__Selected extract__.
::::::::

Moral nonaccountability is a climate problem

Model Rule of Professional Responsibility 1.2(b) states that representing a client “does not constitute an endorsement of the client’s political, economic, social or moral views or activities.” This narrative casts lawyers as neutral service providers who need not consider the economic, political, or ethical implications of their actions. Despite robust arguments to the contrary, many attorneys remain unreceptive to the idea that their duty to the public interest extends to their choice of cases and clients. Moral nonaccountability enables most law schools and firms to assign prestige to careers that damage society.

But tides are shifting in the legal profession, and law students—arguably the members of the legal community with the least power—have taken a stand. In September 2020, a group of students founded Law Students for Climate Accountability (LSCA), an advocacy network that has expanded to law schools across the country. LSCA ranks law firms according to their litigation, lobbying, and transactional work for fossil fuel companies. Over the last two years, more than 200 students have signed LSCA’s Law Student Climate Pledge. Signatories commit to “stigmatize and ultimately eliminate the legal industry’s complicity in perpetuating climate change” by refusing to work for firms that represent fossil fuel industry clients, financial circumstances permitting.

This trend of renewed moral accountability for one’s work extends beyond the legal profession. For example, Clean Creatives connects public relations and advertising professionals who refuse to serve clients that cause social harm. For more than a decade, Rainforest Action Network has shed light on the role of big banks in financing fossil fuel projects. Even the United Nations secretary general recently issued a plea to young people: “Don’t work for climate wreckers.”

BigLaw is in bad shape

Between 2017 and 2021, top law firms took on 420 lawsuits on behalf of fossil fuel companies and facilitated a stunning $1.62 trillion in fossil fuel transactions. Moreover, according to the Corporate Pro Bono Institute, “the percentage of pro bono environmental law work within corporate law departments dropped from a paltry 6% in 2012 to an even more startling 2% in 2020.”

::::::::

__Extracted data__.

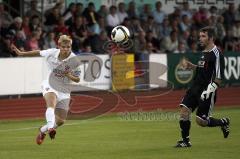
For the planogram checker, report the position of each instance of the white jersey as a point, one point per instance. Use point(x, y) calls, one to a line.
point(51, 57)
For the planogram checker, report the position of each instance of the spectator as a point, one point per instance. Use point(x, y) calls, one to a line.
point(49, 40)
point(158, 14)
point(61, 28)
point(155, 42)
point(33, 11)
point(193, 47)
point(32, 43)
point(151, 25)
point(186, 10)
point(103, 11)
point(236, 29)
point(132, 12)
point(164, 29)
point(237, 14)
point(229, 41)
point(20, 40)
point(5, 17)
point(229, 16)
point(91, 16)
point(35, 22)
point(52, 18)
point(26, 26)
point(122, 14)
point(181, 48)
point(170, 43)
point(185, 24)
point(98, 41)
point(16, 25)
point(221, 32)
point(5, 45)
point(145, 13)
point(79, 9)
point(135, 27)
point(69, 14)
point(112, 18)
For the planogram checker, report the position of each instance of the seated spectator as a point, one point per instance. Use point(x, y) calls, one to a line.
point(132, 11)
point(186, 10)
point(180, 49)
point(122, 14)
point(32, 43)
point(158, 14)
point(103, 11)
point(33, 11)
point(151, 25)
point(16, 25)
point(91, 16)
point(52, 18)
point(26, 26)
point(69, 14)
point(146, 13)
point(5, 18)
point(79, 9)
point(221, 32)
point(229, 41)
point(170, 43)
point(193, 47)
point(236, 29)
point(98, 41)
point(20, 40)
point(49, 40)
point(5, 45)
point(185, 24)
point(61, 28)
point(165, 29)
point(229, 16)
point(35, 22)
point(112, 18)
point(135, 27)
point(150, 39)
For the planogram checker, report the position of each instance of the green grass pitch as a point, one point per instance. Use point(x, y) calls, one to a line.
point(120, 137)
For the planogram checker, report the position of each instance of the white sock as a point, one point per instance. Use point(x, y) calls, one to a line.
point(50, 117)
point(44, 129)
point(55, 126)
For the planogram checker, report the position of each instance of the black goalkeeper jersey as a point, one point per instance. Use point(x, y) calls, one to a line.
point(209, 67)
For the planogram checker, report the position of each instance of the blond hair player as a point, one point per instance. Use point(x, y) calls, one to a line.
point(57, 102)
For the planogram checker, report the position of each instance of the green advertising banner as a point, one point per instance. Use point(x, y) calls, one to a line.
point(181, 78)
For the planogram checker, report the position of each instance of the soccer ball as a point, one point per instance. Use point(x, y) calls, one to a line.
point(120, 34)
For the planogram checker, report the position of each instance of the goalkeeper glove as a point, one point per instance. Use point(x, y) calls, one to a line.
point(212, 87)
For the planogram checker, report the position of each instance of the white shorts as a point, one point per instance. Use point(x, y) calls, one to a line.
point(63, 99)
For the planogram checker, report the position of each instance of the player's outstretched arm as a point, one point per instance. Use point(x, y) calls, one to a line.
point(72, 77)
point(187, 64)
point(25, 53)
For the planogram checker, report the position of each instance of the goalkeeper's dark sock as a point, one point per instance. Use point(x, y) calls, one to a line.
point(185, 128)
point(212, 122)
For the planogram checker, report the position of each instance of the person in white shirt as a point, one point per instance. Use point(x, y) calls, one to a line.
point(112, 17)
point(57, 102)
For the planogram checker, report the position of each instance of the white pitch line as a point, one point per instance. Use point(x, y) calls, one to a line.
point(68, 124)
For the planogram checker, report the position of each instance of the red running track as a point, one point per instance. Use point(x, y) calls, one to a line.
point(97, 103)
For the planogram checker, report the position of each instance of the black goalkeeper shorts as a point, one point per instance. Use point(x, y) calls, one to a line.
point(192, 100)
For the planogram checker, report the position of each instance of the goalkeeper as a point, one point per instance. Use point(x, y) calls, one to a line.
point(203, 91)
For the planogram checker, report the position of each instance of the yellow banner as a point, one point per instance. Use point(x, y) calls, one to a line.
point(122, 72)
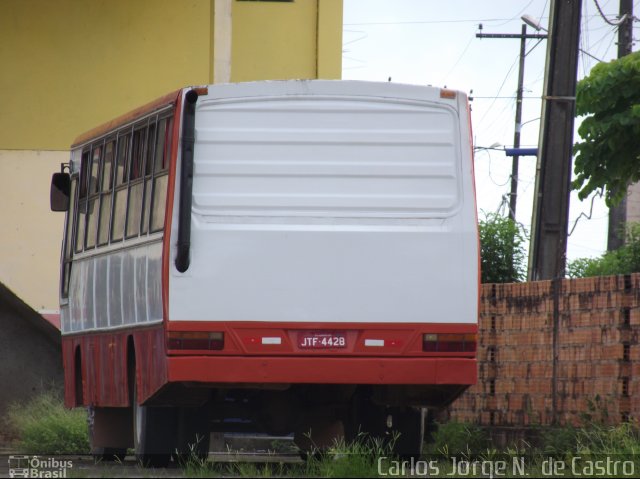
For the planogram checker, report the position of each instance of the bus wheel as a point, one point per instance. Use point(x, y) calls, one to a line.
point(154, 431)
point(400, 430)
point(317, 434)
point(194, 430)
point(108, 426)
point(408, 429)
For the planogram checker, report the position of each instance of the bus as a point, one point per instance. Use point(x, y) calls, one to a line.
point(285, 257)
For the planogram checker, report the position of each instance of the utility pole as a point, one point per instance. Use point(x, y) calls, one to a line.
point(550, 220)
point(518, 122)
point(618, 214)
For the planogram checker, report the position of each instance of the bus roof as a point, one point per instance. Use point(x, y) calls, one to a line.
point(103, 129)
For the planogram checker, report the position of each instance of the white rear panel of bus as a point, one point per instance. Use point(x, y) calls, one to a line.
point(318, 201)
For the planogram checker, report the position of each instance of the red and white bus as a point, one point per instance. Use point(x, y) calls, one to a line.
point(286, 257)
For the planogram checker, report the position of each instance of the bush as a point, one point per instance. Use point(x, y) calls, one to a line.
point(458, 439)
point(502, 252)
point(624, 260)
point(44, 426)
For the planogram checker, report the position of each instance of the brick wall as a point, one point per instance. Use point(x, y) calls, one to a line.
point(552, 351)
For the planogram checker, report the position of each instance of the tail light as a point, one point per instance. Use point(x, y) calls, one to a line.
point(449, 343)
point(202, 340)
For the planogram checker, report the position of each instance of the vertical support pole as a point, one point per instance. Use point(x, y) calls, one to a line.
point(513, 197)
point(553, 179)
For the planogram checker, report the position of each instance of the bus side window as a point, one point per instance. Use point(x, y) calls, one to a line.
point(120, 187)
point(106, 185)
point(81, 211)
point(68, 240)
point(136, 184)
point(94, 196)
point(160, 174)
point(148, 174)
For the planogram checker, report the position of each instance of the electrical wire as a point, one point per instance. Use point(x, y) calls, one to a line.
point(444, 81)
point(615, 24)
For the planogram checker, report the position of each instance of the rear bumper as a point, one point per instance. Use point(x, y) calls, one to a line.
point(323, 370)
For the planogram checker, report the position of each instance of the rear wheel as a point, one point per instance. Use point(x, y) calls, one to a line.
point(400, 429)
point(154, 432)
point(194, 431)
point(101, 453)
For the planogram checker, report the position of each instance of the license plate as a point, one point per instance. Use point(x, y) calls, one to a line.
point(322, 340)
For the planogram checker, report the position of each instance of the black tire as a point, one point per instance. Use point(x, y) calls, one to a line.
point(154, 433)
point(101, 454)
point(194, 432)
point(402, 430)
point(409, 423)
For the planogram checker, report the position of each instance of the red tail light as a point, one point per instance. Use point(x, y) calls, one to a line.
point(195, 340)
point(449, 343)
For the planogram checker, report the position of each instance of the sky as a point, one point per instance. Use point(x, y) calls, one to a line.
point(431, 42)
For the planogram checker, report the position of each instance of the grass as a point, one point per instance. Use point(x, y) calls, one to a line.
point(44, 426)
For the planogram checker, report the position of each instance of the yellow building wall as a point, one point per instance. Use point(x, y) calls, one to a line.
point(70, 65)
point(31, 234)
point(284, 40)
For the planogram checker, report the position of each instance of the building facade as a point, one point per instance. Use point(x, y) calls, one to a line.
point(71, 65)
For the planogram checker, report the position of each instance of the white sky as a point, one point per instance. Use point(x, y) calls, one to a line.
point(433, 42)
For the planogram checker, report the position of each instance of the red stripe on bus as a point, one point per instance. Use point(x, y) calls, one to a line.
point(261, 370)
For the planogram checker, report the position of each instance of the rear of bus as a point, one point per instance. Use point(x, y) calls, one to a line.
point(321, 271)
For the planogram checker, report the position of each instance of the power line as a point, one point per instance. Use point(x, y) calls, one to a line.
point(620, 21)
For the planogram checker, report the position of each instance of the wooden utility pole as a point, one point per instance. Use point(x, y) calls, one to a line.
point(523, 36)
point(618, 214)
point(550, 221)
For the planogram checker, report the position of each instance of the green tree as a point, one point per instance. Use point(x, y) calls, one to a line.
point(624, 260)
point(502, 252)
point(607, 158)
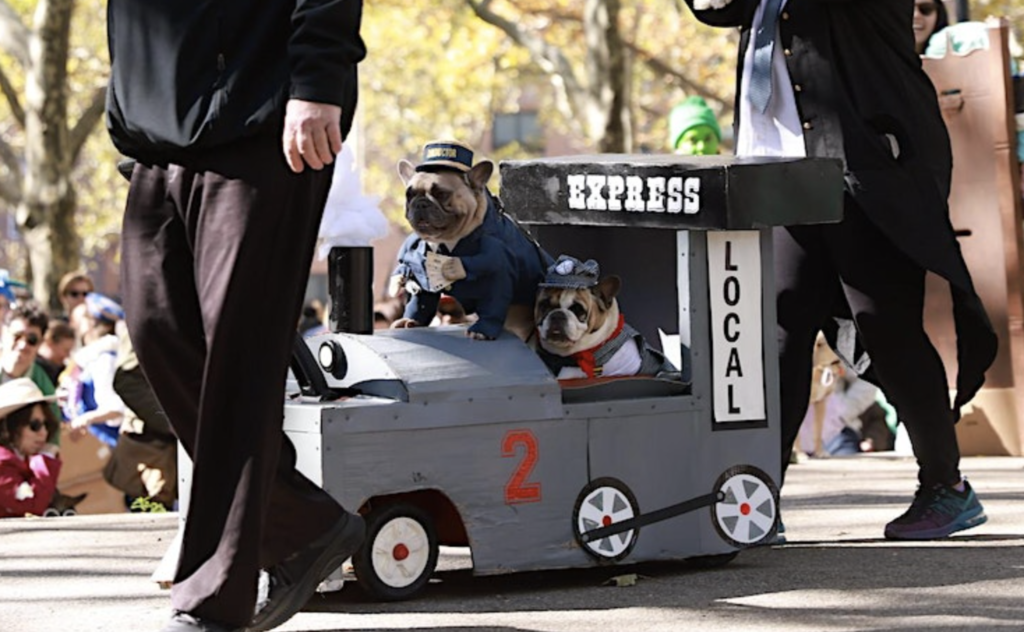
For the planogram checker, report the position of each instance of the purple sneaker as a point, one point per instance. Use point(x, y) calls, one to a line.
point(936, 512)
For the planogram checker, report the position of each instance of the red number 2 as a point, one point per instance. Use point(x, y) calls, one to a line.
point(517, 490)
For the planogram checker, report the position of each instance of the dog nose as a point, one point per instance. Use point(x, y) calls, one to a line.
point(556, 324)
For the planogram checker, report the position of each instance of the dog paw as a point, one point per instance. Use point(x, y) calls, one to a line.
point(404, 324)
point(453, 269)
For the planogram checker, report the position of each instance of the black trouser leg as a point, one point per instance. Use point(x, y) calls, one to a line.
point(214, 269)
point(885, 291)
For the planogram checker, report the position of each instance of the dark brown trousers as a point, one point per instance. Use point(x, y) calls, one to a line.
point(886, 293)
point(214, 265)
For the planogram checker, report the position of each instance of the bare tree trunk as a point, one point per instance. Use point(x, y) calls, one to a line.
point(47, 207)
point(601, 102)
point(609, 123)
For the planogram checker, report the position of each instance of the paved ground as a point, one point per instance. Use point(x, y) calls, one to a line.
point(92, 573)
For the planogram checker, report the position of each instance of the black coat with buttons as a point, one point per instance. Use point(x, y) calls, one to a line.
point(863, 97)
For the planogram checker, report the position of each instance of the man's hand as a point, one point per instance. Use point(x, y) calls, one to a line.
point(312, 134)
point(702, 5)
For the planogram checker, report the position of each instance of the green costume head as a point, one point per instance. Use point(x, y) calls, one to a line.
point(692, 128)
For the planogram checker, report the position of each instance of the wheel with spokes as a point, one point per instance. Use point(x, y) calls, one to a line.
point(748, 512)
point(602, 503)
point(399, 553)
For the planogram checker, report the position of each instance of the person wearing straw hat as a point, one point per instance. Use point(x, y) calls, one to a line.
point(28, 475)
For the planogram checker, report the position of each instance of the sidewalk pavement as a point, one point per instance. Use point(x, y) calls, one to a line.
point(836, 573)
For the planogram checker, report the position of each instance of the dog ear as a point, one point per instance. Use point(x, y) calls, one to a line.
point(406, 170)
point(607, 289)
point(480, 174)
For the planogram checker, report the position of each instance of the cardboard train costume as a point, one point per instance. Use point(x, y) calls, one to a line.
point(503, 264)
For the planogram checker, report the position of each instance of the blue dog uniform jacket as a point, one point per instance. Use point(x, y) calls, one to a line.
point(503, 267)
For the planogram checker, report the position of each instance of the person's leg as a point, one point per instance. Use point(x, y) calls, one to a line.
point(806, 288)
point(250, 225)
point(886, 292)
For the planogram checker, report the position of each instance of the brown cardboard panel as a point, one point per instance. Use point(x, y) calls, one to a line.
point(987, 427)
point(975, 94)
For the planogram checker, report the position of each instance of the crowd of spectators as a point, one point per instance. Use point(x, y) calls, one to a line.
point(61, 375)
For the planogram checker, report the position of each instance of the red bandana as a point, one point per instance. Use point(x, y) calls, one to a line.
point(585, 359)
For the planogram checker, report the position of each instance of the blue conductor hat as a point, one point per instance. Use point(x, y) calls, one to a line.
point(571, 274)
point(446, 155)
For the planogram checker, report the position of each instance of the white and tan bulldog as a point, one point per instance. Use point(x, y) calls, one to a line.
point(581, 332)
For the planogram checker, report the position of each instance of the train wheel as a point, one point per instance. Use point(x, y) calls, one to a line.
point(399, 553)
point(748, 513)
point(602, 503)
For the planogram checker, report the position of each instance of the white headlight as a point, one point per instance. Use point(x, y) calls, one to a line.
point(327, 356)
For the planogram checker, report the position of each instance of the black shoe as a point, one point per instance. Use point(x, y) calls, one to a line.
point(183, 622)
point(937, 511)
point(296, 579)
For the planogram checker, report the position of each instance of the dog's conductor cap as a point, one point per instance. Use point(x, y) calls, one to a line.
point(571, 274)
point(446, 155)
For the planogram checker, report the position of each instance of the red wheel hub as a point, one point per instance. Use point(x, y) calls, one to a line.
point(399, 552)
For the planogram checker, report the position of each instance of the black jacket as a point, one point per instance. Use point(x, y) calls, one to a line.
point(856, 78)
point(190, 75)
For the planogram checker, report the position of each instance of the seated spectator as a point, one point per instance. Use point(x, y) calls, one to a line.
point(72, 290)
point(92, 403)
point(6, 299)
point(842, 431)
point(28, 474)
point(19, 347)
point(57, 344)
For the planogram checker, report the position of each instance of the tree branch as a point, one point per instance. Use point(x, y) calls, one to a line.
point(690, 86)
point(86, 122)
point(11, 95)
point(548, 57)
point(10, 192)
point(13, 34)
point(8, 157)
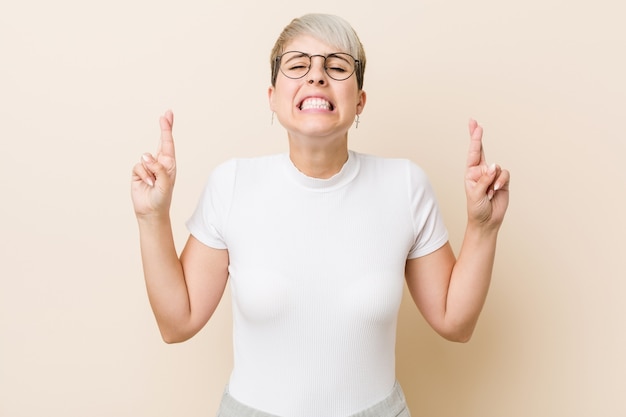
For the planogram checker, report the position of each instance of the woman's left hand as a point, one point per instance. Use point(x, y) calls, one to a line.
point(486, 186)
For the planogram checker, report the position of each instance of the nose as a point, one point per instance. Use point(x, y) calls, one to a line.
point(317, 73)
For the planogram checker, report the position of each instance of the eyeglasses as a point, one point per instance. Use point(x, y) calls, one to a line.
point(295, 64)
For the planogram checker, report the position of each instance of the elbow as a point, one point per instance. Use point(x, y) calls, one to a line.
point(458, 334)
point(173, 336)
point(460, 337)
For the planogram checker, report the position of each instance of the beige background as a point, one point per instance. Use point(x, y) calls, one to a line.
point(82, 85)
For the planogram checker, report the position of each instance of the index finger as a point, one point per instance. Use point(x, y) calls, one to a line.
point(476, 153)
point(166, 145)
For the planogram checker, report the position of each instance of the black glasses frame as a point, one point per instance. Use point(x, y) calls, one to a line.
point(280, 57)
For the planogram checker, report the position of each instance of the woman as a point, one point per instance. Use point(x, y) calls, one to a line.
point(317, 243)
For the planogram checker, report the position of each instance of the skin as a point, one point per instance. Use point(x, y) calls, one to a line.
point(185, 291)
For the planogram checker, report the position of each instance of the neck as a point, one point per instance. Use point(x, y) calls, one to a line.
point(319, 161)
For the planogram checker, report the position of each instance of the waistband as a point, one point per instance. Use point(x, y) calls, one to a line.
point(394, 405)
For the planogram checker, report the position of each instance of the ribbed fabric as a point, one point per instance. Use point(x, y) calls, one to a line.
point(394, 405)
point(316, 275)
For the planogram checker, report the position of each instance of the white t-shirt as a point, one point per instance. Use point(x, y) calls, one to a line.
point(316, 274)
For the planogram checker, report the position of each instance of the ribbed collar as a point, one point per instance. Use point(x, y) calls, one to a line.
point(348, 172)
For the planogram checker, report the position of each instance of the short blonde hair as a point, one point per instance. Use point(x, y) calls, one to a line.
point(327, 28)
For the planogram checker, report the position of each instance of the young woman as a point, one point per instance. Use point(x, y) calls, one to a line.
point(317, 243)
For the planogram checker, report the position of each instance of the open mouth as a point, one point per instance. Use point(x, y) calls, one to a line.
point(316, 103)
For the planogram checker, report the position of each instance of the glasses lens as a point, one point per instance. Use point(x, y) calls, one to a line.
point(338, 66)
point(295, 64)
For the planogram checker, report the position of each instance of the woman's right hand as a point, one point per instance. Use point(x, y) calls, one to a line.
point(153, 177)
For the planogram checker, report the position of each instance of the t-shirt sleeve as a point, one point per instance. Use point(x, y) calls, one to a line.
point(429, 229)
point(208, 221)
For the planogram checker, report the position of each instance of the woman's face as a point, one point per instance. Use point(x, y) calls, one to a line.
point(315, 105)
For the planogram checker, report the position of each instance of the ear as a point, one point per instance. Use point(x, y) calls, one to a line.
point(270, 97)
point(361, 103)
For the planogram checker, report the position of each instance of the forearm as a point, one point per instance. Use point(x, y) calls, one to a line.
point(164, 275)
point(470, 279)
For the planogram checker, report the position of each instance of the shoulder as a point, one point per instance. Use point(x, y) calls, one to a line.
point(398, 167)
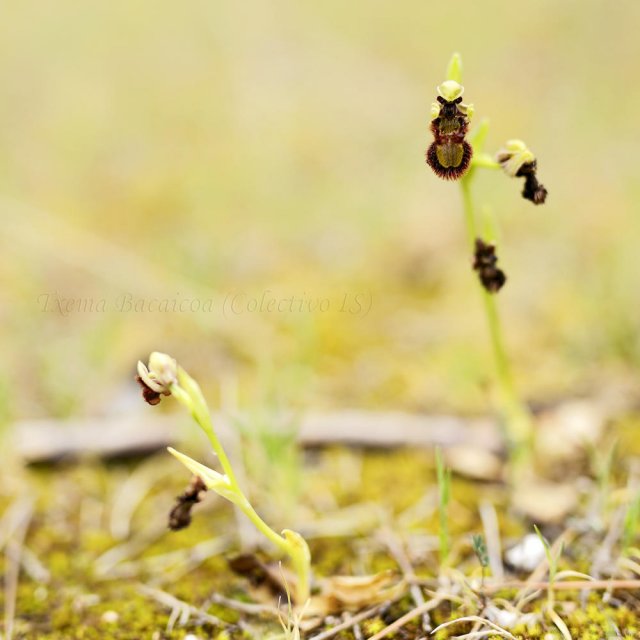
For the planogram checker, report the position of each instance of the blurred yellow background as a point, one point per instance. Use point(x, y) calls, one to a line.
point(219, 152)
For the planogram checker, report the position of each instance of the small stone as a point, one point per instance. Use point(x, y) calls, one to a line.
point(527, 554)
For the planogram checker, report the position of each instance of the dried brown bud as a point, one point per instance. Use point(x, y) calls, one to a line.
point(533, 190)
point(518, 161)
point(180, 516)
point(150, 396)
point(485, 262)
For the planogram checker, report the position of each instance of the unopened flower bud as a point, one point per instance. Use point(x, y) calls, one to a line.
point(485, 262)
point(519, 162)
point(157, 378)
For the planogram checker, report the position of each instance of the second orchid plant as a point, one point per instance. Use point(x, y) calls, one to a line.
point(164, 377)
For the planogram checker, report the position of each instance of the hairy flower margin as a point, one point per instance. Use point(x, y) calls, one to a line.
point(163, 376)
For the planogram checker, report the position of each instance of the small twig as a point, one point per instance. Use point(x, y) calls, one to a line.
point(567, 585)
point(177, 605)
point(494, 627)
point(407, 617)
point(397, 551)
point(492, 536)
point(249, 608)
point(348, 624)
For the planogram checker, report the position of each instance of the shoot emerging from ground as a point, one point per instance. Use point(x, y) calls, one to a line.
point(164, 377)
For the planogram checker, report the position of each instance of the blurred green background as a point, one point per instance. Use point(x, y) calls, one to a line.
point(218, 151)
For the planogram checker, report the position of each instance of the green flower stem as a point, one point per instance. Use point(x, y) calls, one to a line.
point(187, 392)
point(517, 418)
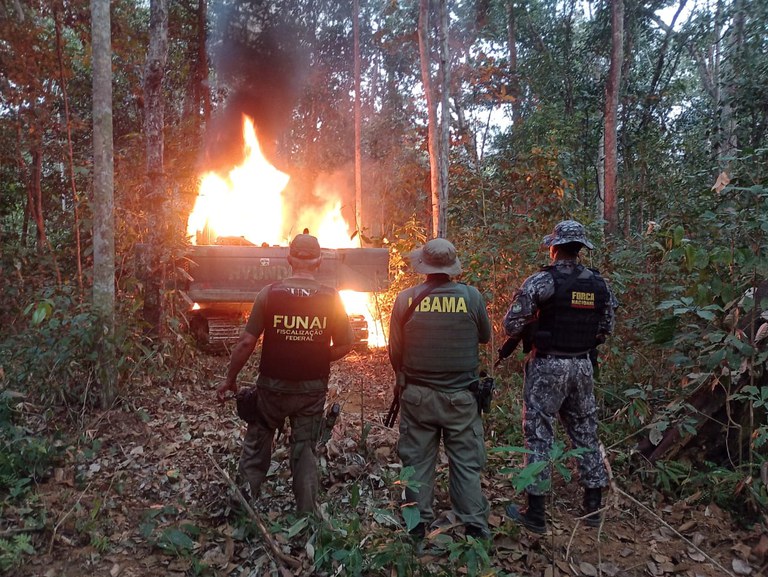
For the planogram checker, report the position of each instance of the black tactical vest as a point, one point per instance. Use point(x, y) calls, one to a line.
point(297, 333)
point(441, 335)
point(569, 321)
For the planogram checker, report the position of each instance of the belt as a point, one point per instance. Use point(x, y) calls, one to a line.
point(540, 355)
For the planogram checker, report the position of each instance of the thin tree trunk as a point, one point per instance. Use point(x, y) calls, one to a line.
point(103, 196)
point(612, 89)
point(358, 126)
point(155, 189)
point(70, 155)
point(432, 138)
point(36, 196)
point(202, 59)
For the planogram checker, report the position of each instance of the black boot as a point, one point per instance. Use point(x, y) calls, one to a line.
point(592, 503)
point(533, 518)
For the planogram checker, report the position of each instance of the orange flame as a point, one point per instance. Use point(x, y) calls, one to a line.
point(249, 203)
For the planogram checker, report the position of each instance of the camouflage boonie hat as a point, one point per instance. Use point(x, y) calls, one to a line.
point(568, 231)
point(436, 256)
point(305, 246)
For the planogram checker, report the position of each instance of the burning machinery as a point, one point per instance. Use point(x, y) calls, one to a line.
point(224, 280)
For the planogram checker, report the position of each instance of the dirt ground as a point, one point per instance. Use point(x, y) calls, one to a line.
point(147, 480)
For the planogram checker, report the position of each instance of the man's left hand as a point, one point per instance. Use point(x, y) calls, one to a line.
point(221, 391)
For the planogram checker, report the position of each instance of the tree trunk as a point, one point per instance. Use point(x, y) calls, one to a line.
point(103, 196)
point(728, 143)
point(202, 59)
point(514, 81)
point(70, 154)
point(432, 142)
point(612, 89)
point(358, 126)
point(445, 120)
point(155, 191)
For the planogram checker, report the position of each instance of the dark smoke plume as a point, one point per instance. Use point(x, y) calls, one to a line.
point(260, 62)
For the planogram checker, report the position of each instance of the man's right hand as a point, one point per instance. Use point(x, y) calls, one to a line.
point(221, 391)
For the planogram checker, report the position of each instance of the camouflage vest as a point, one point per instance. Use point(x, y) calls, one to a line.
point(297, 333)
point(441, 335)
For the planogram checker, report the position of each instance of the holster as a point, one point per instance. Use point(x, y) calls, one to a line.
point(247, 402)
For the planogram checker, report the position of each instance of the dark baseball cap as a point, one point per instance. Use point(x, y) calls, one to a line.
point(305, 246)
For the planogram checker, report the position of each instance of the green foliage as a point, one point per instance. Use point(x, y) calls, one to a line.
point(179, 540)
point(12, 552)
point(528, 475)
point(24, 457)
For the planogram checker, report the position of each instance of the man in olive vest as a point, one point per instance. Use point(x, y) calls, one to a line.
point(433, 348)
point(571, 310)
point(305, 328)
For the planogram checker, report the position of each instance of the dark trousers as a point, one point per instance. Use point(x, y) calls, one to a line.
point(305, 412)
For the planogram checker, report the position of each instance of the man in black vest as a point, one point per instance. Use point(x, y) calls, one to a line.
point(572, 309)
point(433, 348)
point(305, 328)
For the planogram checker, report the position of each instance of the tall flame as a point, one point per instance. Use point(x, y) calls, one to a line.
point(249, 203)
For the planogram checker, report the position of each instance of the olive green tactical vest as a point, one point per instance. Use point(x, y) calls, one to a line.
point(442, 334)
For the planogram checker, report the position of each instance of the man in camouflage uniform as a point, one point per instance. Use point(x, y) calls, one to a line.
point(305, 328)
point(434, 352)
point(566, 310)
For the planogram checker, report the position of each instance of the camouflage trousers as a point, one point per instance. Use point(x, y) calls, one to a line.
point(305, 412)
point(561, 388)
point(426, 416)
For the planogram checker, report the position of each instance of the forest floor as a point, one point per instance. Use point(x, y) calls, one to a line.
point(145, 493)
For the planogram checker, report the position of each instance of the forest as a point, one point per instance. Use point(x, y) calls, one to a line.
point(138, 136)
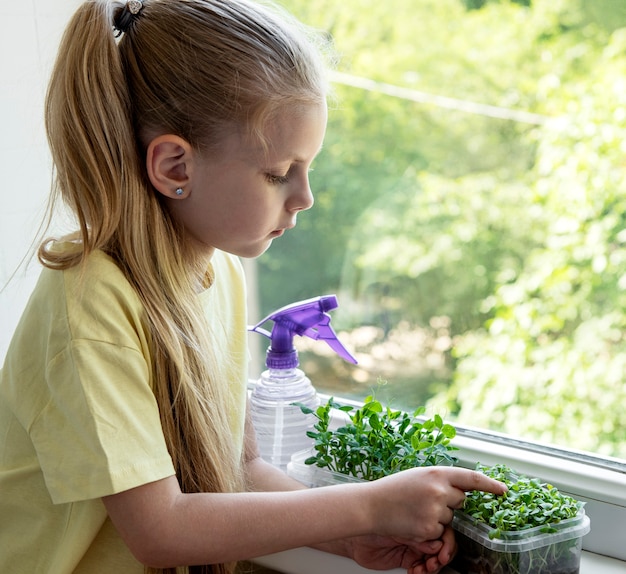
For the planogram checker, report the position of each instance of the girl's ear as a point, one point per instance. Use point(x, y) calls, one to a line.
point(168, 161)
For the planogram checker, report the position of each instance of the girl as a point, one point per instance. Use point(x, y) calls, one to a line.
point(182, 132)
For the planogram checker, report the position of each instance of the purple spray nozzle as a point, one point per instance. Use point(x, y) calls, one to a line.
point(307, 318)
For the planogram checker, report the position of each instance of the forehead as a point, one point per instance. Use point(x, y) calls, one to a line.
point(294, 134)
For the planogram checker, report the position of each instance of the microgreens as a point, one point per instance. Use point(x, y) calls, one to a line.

::::::::

__Exercise brief__.
Return the passage from "But tides are" to "financial circumstances permitting." in the text on law firms and climate accountability, copying it word for word.

__Response to the task__.
But tides are shifting in the legal profession, and law students—arguably the members of the legal community with the least power—have taken a stand. In September 2020, a group of students founded Law Students for Climate Accountability (LSCA), an advocacy network that has expanded to law schools across the country. LSCA ranks law firms according to their litigation, lobbying, and transactional work for fossil fuel companies. Over the last two years, more than 200 students have signed LSCA’s Law Student Climate Pledge. Signatories commit to “stigmatize and ultimately eliminate the legal industry’s complicity in perpetuating climate change” by refusing to work for firms that represent fossil fuel industry clients, financial circumstances permitting.